Reproduce the listing word for word, starting at the line that contains "celery and record integer pixel coordinates." and continuing through the final line of the listing.

→ The input:
━━━━

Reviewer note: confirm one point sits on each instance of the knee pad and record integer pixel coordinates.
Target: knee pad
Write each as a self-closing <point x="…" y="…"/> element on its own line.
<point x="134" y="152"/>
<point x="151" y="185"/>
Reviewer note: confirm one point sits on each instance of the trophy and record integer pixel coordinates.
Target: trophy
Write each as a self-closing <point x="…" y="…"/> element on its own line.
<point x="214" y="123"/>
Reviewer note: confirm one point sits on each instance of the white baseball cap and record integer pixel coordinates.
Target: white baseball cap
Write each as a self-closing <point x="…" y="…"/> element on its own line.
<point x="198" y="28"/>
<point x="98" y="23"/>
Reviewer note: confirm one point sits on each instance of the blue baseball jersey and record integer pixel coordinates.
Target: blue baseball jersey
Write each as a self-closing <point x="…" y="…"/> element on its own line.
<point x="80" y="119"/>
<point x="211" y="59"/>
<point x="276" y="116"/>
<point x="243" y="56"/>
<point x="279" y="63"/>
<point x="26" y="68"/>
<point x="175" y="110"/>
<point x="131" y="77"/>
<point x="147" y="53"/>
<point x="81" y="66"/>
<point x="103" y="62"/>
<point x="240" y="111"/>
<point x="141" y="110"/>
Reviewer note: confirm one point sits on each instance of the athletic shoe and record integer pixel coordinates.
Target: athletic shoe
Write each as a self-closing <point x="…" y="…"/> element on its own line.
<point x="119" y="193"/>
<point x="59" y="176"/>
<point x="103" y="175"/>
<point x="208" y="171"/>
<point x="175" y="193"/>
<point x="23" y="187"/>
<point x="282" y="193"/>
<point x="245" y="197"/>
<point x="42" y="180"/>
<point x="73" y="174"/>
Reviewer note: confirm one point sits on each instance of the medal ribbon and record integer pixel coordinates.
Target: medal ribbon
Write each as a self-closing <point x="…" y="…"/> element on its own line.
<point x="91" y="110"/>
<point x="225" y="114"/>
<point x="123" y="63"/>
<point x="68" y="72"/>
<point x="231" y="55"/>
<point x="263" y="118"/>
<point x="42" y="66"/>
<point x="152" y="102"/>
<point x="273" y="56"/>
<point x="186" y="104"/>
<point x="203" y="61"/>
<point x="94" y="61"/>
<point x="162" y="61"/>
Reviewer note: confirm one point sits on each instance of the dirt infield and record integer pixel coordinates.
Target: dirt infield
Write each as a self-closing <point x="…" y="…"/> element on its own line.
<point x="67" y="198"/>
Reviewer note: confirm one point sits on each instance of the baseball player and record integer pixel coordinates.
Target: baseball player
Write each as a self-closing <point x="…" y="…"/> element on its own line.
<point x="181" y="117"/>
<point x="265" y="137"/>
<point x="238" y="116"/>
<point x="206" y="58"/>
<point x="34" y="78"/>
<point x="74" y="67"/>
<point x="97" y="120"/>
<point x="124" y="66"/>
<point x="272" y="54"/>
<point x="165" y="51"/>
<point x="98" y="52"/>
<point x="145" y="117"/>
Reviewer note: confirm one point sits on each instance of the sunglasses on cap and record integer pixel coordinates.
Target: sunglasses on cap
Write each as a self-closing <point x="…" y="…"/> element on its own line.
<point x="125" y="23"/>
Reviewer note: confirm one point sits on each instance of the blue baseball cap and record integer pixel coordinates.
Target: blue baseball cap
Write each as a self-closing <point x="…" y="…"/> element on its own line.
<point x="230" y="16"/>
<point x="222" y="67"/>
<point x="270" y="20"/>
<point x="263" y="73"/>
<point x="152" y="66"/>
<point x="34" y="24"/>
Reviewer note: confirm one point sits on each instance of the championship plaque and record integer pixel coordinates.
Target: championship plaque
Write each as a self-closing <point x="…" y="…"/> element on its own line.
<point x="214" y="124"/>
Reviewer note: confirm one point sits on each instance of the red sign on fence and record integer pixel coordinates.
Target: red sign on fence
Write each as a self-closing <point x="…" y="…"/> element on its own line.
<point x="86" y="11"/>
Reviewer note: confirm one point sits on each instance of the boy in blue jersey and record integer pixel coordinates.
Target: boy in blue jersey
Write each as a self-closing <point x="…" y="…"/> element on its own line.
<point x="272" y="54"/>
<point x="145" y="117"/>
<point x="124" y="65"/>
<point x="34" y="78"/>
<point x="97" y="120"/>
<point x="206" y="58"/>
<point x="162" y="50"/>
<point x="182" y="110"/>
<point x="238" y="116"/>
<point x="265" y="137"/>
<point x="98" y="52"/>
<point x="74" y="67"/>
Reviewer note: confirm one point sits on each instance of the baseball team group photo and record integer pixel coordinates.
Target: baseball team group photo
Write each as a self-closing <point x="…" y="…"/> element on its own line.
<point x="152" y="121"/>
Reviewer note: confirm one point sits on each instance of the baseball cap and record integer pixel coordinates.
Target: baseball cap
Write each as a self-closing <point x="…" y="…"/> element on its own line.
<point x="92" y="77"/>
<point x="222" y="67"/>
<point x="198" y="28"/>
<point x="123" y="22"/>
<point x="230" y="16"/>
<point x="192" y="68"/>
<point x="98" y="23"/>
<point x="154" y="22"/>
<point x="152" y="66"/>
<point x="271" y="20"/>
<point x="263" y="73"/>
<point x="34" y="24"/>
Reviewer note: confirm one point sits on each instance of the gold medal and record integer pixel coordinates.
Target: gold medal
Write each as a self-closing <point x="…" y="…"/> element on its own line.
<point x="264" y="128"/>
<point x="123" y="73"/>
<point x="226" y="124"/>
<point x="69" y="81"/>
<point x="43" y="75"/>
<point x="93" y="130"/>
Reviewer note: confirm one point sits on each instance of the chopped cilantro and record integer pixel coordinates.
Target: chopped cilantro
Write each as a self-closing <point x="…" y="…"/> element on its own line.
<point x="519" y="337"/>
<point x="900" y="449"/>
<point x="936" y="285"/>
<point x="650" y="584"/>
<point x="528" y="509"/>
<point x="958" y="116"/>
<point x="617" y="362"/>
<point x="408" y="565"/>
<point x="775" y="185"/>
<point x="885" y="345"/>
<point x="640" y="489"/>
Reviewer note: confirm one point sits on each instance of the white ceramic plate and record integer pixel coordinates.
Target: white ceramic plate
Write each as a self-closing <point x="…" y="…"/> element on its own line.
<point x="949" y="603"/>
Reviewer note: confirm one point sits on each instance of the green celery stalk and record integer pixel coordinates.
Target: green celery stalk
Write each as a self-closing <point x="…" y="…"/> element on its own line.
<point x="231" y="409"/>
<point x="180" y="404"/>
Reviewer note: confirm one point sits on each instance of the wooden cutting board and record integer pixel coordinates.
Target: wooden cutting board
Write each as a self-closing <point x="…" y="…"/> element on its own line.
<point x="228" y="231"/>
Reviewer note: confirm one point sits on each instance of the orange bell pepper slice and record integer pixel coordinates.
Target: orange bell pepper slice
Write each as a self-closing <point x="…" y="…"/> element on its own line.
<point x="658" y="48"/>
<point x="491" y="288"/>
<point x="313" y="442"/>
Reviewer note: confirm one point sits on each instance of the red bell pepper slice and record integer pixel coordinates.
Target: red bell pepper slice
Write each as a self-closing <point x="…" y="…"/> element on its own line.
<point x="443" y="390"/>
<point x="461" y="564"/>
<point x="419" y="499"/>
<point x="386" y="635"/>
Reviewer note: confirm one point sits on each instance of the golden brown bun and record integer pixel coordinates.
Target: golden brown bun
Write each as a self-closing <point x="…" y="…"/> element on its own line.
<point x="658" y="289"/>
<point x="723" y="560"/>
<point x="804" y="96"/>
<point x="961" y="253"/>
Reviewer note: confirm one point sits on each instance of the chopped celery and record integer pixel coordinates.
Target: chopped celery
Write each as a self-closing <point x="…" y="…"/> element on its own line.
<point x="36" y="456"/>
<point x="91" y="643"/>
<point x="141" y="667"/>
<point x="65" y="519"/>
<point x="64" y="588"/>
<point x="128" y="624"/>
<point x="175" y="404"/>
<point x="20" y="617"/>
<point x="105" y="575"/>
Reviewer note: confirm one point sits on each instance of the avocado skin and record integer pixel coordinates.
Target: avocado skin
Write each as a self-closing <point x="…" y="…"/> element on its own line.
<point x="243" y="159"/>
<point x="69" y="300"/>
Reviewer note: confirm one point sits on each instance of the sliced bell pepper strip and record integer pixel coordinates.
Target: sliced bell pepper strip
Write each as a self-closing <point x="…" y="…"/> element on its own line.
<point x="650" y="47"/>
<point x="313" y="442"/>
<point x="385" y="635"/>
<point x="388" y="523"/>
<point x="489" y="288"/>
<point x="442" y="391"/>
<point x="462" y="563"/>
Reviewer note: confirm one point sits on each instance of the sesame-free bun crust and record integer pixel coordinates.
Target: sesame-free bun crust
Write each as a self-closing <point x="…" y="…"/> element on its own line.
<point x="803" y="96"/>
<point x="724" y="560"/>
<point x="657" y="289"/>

━━━━

→ Solved problem:
Reviewer note: confirm one point sits on each instance of the chopped celery and record integer pixel coordinates.
Target: chopped celery
Write each as a self-closing <point x="…" y="…"/> element on its own line.
<point x="36" y="456"/>
<point x="91" y="643"/>
<point x="141" y="667"/>
<point x="65" y="519"/>
<point x="64" y="588"/>
<point x="128" y="624"/>
<point x="175" y="404"/>
<point x="20" y="617"/>
<point x="105" y="575"/>
Reviewer note: confirm one point sits on each instance of the avocado skin and record integer pixel coordinates.
Target: avocado skin
Write each as a self-closing <point x="…" y="…"/> element on its own line.
<point x="243" y="159"/>
<point x="69" y="300"/>
Reviewer note: confirm one point sits on each instance of the sliced bell pepper strip and record integer pixel coordinates.
Target: sliced bell pepper strip
Write each as a self-closing <point x="…" y="…"/> element on its own line.
<point x="650" y="47"/>
<point x="313" y="442"/>
<point x="385" y="635"/>
<point x="388" y="523"/>
<point x="489" y="288"/>
<point x="442" y="391"/>
<point x="462" y="563"/>
Reviewer note: confirm one point sits on each instance of the sesame-free bun crust and record integer pixel coordinates.
Target: sesame-free bun crust
Write each as a self-closing <point x="…" y="…"/> element on its own line.
<point x="803" y="96"/>
<point x="724" y="560"/>
<point x="657" y="289"/>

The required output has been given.